--- ASSIGNED TASK ---
Where in the data does the word "positive" appear? Find those lines and copy them.

--- SUPPLIED INFORMATION ---
%%

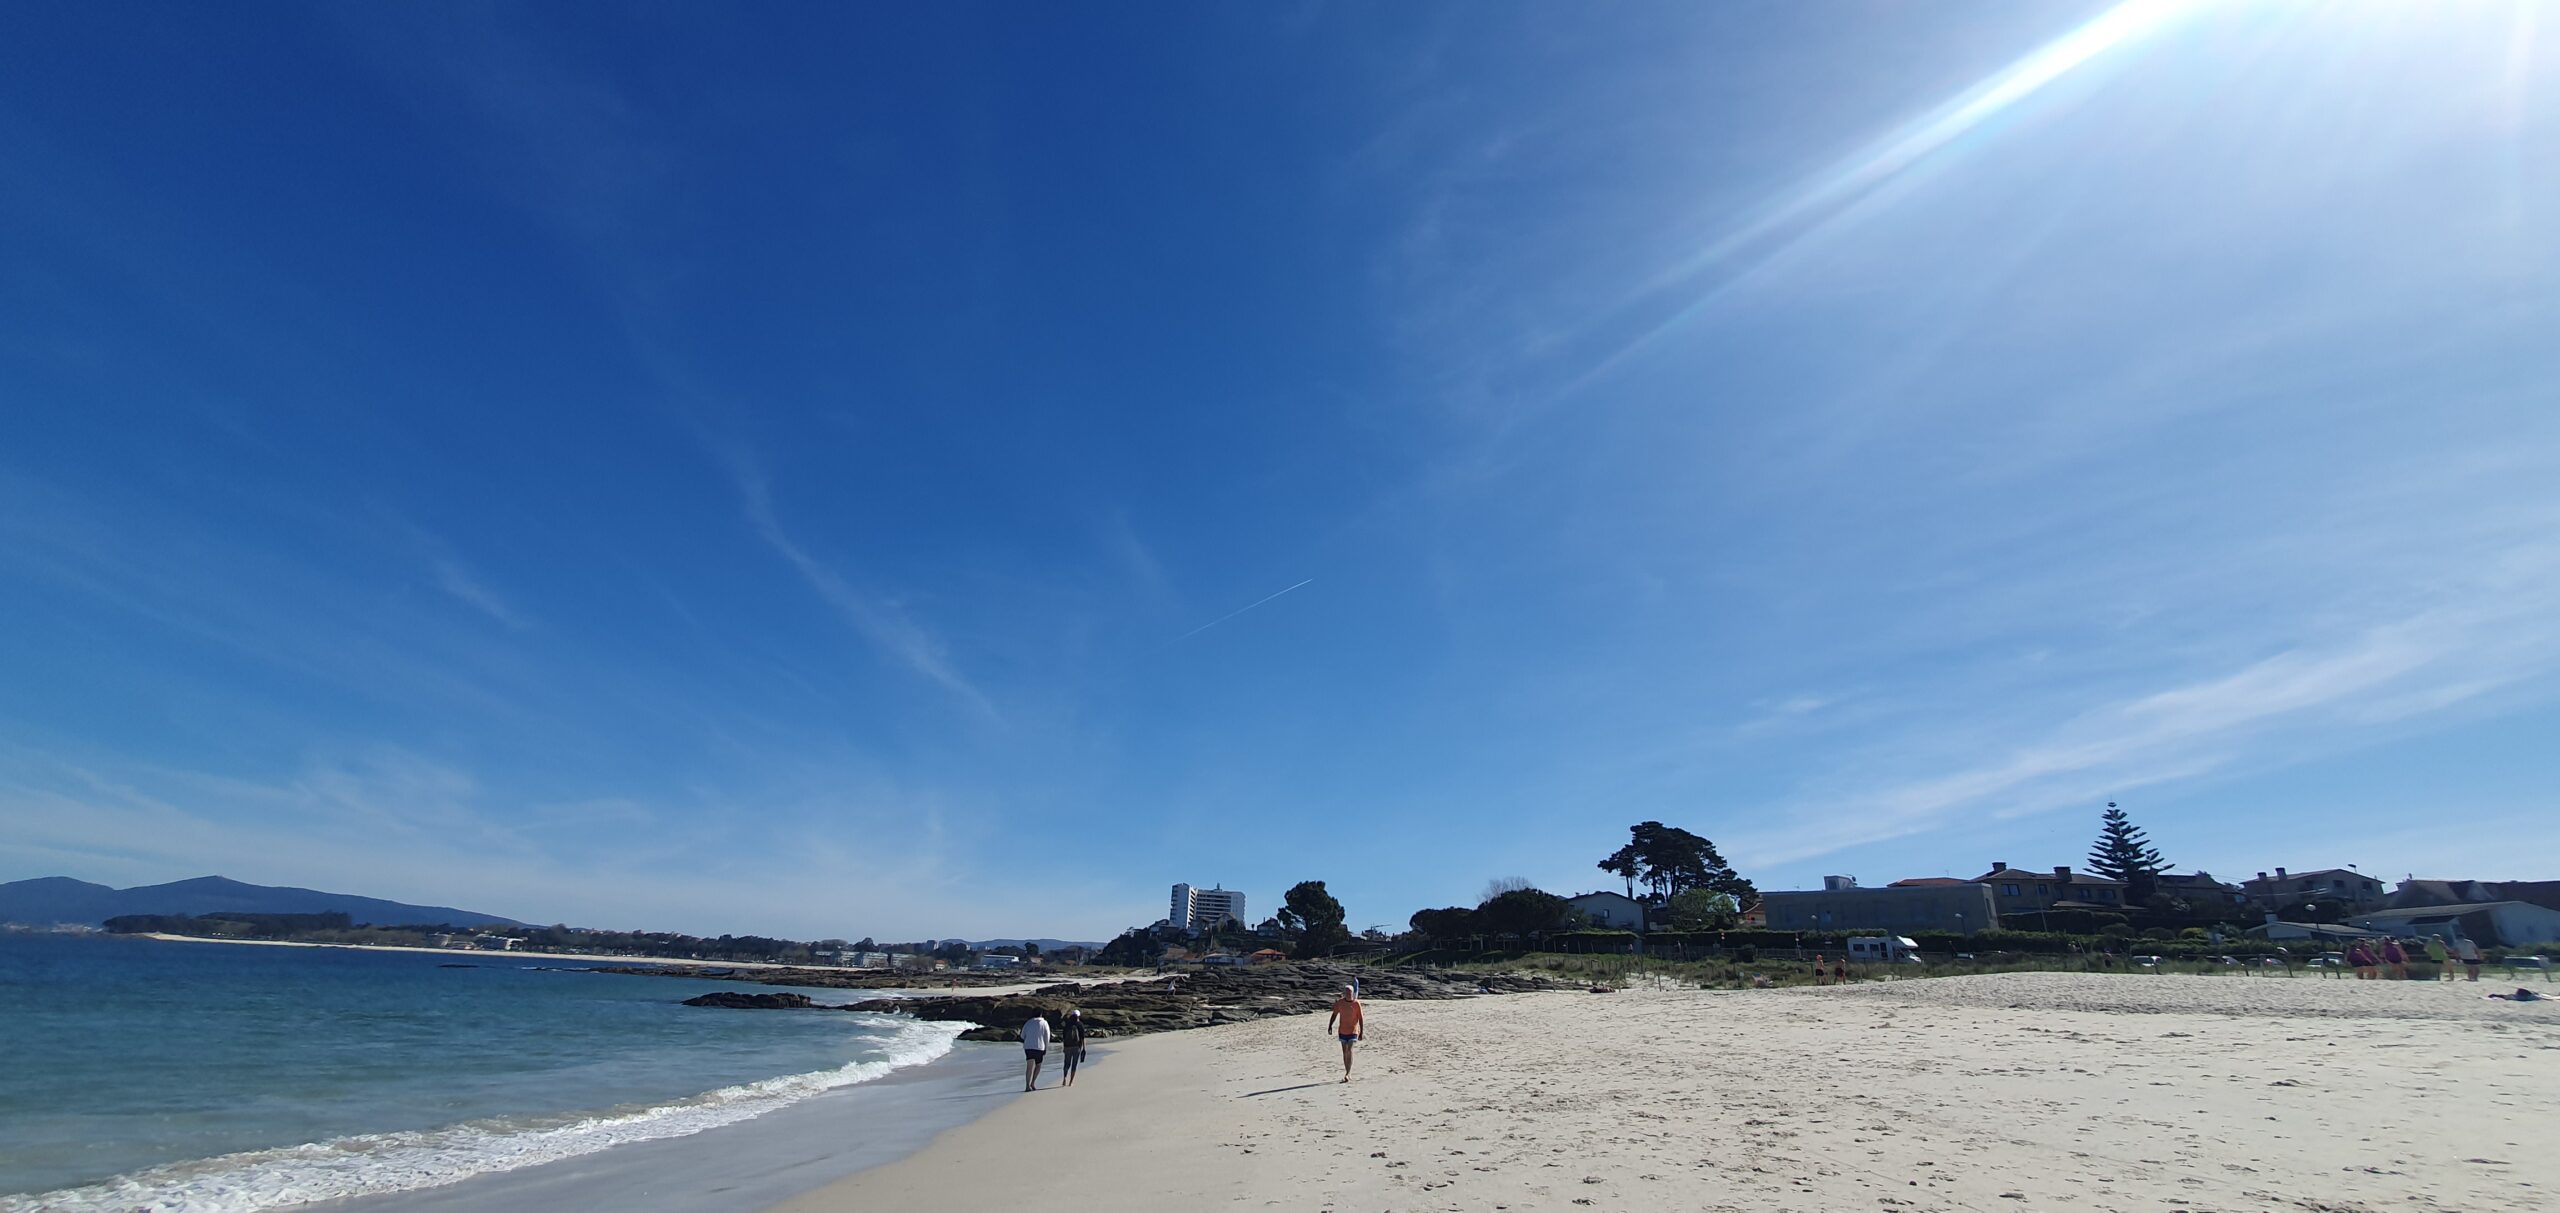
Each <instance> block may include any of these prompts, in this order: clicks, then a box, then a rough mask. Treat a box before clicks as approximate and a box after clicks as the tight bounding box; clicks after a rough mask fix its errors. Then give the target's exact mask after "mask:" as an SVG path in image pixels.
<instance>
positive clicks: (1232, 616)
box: [1175, 578, 1316, 640]
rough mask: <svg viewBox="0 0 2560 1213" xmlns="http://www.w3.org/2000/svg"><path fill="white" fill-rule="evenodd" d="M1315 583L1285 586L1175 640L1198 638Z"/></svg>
mask: <svg viewBox="0 0 2560 1213" xmlns="http://www.w3.org/2000/svg"><path fill="white" fill-rule="evenodd" d="M1313 583H1316V578H1306V581H1300V583H1295V586H1283V589H1280V591H1272V594H1265V596H1260V599H1254V601H1247V604H1244V606H1236V609H1231V612H1226V614H1221V617H1216V619H1211V622H1206V624H1201V627H1193V630H1190V632H1183V635H1178V637H1175V640H1190V637H1196V635H1201V632H1208V630H1211V627H1219V624H1224V622H1226V619H1234V617H1239V614H1244V612H1249V609H1254V606H1262V604H1265V601H1272V599H1277V596H1280V594H1288V591H1293V589H1306V586H1313Z"/></svg>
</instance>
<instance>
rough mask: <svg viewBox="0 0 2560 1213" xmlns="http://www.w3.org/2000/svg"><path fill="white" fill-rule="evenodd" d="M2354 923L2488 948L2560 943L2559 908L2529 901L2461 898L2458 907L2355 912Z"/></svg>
mask: <svg viewBox="0 0 2560 1213" xmlns="http://www.w3.org/2000/svg"><path fill="white" fill-rule="evenodd" d="M2353 921H2355V926H2363V929H2368V932H2388V934H2396V937H2404V939H2406V937H2414V934H2435V937H2442V939H2470V942H2478V944H2491V947H2532V944H2552V942H2560V911H2555V908H2550V906H2534V903H2532V901H2465V903H2458V906H2417V908H2396V911H2371V914H2358V916H2355V919H2353Z"/></svg>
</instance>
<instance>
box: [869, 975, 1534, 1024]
mask: <svg viewBox="0 0 2560 1213" xmlns="http://www.w3.org/2000/svg"><path fill="white" fill-rule="evenodd" d="M1354 980H1357V983H1359V995H1362V998H1364V1001H1413V998H1469V995H1475V993H1523V990H1554V988H1559V985H1556V983H1551V980H1546V978H1508V975H1503V978H1485V975H1441V972H1431V970H1347V967H1336V965H1257V967H1231V970H1203V972H1196V975H1190V972H1185V975H1180V978H1172V980H1124V983H1108V985H1075V983H1068V985H1042V988H1037V990H1032V993H1021V995H929V998H873V1001H863V1003H852V1006H845V1011H870V1013H891V1016H916V1019H934V1021H960V1024H975V1029H970V1031H965V1034H960V1039H986V1042H1011V1039H1021V1024H1024V1021H1029V1019H1032V1016H1047V1021H1050V1026H1057V1024H1060V1021H1062V1019H1065V1013H1068V1011H1070V1008H1073V1011H1083V1019H1085V1031H1091V1034H1093V1036H1142V1034H1149V1031H1185V1029H1203V1026H1211V1024H1249V1021H1254V1019H1270V1016H1303V1013H1316V1011H1324V1008H1329V1006H1334V998H1336V995H1341V988H1344V985H1349V983H1354Z"/></svg>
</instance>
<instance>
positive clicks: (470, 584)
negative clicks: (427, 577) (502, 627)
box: [435, 558, 532, 632]
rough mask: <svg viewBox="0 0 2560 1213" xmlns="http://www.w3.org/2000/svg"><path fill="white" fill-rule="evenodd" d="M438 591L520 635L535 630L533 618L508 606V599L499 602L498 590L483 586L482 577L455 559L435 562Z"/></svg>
mask: <svg viewBox="0 0 2560 1213" xmlns="http://www.w3.org/2000/svg"><path fill="white" fill-rule="evenodd" d="M435 589H443V591H445V594H453V596H456V599H461V601H463V604H468V606H474V609H479V612H481V614H486V617H492V619H497V622H502V624H507V627H515V630H520V632H522V630H527V627H532V619H527V617H525V614H522V612H517V609H515V606H509V604H507V599H499V596H497V591H494V589H489V586H484V583H481V578H479V576H474V573H471V568H466V566H463V563H461V560H453V558H438V560H435Z"/></svg>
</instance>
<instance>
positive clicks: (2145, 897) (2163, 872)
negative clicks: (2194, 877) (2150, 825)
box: [2089, 801, 2168, 906]
mask: <svg viewBox="0 0 2560 1213" xmlns="http://www.w3.org/2000/svg"><path fill="white" fill-rule="evenodd" d="M2089 870H2092V873H2097V875H2104V878H2107V880H2122V883H2125V903H2127V906H2148V903H2150V898H2156V896H2158V893H2161V873H2166V870H2168V862H2166V860H2161V852H2158V850H2156V847H2153V844H2150V839H2148V837H2143V827H2138V824H2132V819H2130V816H2125V811H2122V809H2117V806H2115V801H2107V814H2104V816H2099V829H2097V844H2094V847H2089Z"/></svg>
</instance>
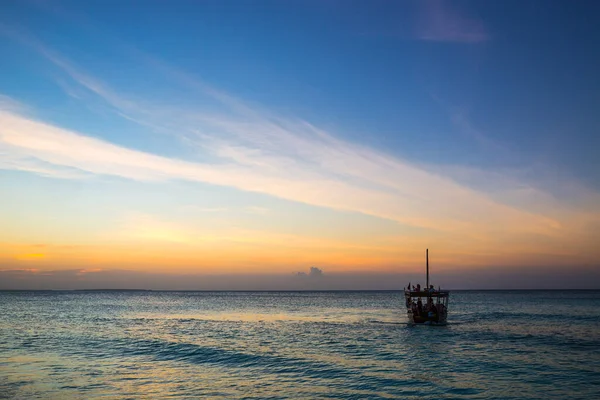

%%

--- EXPECTED ANSWER ---
positive clicks: (1232, 616)
positive clicks: (470, 584)
positive clicks: (2145, 897) (2163, 872)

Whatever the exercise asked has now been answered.